■ **PODANE WPISY**:
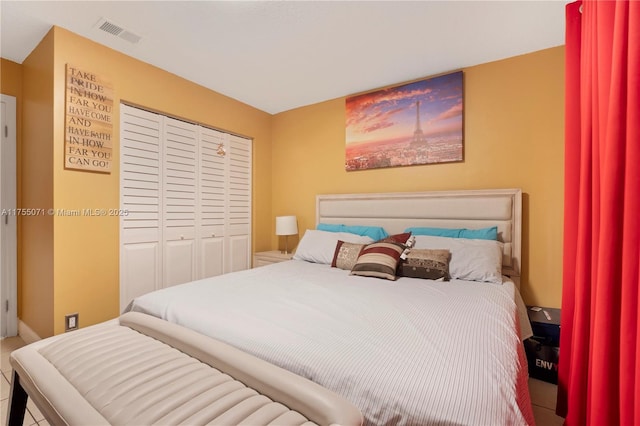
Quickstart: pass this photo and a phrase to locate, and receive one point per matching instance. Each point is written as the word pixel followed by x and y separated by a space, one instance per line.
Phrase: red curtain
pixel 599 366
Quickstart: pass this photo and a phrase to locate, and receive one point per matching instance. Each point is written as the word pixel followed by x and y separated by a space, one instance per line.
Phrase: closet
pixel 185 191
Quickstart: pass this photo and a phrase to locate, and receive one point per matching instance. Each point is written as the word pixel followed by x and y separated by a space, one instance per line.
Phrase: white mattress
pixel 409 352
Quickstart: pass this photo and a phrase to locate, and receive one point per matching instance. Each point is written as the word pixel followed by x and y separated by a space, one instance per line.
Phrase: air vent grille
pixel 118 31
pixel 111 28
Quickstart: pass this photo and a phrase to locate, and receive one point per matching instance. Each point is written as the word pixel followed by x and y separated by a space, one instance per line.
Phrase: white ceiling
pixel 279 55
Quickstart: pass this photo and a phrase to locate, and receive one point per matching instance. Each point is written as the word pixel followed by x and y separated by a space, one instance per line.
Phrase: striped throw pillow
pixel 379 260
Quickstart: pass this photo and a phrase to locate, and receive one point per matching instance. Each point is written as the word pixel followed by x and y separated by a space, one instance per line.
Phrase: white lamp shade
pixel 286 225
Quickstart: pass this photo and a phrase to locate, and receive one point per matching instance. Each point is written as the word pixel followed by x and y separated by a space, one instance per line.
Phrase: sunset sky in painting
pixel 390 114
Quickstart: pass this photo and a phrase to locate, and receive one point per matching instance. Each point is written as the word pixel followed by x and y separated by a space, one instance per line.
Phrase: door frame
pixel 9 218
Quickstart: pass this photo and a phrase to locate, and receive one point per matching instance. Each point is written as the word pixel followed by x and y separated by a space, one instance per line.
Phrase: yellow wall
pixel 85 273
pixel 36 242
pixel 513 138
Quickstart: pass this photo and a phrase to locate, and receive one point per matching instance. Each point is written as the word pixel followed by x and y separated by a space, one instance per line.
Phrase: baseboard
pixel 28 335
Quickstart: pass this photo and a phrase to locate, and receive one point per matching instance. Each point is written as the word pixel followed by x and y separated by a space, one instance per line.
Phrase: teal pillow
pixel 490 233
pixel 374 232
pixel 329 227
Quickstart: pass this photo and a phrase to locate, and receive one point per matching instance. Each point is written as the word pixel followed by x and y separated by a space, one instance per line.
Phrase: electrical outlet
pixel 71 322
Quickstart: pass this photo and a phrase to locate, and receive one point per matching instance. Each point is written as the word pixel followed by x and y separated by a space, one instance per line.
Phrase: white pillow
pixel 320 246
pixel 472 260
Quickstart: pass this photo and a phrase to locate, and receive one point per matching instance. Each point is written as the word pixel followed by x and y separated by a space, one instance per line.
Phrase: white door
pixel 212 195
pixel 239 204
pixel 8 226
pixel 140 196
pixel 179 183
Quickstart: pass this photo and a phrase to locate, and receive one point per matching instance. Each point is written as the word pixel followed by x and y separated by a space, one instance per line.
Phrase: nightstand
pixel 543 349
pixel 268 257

■ **POLECENIE**: Powtórz słowo w słowo wszystkie powyższe wpisy, pomijając w odpowiedzi obrazy.

■ **PEŁNA ODPOWIEDŹ**:
Quickstart: pass this photo and a phrase to locate, and receive one point per matching instance. Each point is written as the word pixel followed by x and y separated by a space, one instance per line.
Phrase: red curtain
pixel 599 366
Quickstart: pass this photo and a phrase to locate, and receive one point per matching instance. Each point is written as the word pixel followed by x and y separated by a space, one instance per line.
Phrase: closet
pixel 185 191
Quickstart: pass this photo and a phrase to locate, and receive one point per matching instance. Each point is written as the word pixel followed by x and y separated by a space, one instance per line.
Phrase: white mattress
pixel 409 352
Quickstart: pass this photo and a phrase to locate, and receive one point per matching instance. Each point is written as the word pixel followed by x and y separated by a space, one instance per line.
Phrase: air vent grille
pixel 118 31
pixel 111 28
Quickstart: pass this photo and a phrase to locate, and receive one point per matching instance. Each point is written as the word pixel followed by x and y separated by a space, one instance per line.
Phrase: white ceiling
pixel 279 55
Quickstart: pass this photo and a phrase to locate, and receive one point per matching instance. Each point is written as the word pixel followed by x and y separated by a space, one instance per line.
Phrase: striped throw pillow
pixel 379 260
Quickstart: pass this photo and a phrase to locate, and receive one point per matching instance. Each point is written as the word pixel followed by x and y separated by a space, one instance per line.
Phrase: white lamp shade
pixel 286 225
Quickstart: pass this photo and a phrase to locate, and receive one point per matching instance. Each point is written as the word pixel followed by x and y separated by a space, one instance per line.
Phrase: sunset sky in painting
pixel 390 114
Quickstart: pass this photo and a phrase to locate, and receive one point per matching instance. Each point is written as the word pixel followed by x and y separated by a space, one instance per line.
Phrase: door frame
pixel 9 218
Quickstart: pass this photo and a phrase to locate, and receive one point per matching instance. Each point is written as the word pixel followed by x and y separated by a space, one instance per line.
Phrase: yellow wall
pixel 85 273
pixel 36 242
pixel 513 138
Quickstart: pass this photo and a phrase to locate, and receive one point per matching instance. Each point is written as the word pixel followed by x and y separated by a space, one instance per line.
Phrase: baseboard
pixel 28 335
Quickstart: pass this photo and a phrase to locate, and receive one point per matching instance. Each point is written as the word pixel followed by x and y separated by a space, one instance per line.
Phrase: teal pillow
pixel 490 233
pixel 374 232
pixel 329 227
Quickstart: pass this photo and a phrase to locate, and receive one point per matching instance. Each point is written as the word pixel followed by x and y separated by a space, one instance per line.
Phrase: electrical outlet
pixel 71 322
Quickstart: pass this photo and a phrase to locate, and receive one point per matching instance. Each point is written as the word pixel followed by x and y separated by a space, one instance per line.
Phrase: white pillow
pixel 320 246
pixel 472 260
Quickstart: pass this photo and a phrase to locate, and receive one point per matching instance. Each point is written as the word pixel followed by x and y separated by a space, one instance per line.
Phrase: white door
pixel 212 195
pixel 239 204
pixel 8 226
pixel 140 196
pixel 179 183
Quickstart: pass this photo and a phrase to locate, and receive one point per matching instance. Each point is written as the word pixel followed by x and y separated by a space, one instance per line.
Phrase: nightstand
pixel 543 349
pixel 268 257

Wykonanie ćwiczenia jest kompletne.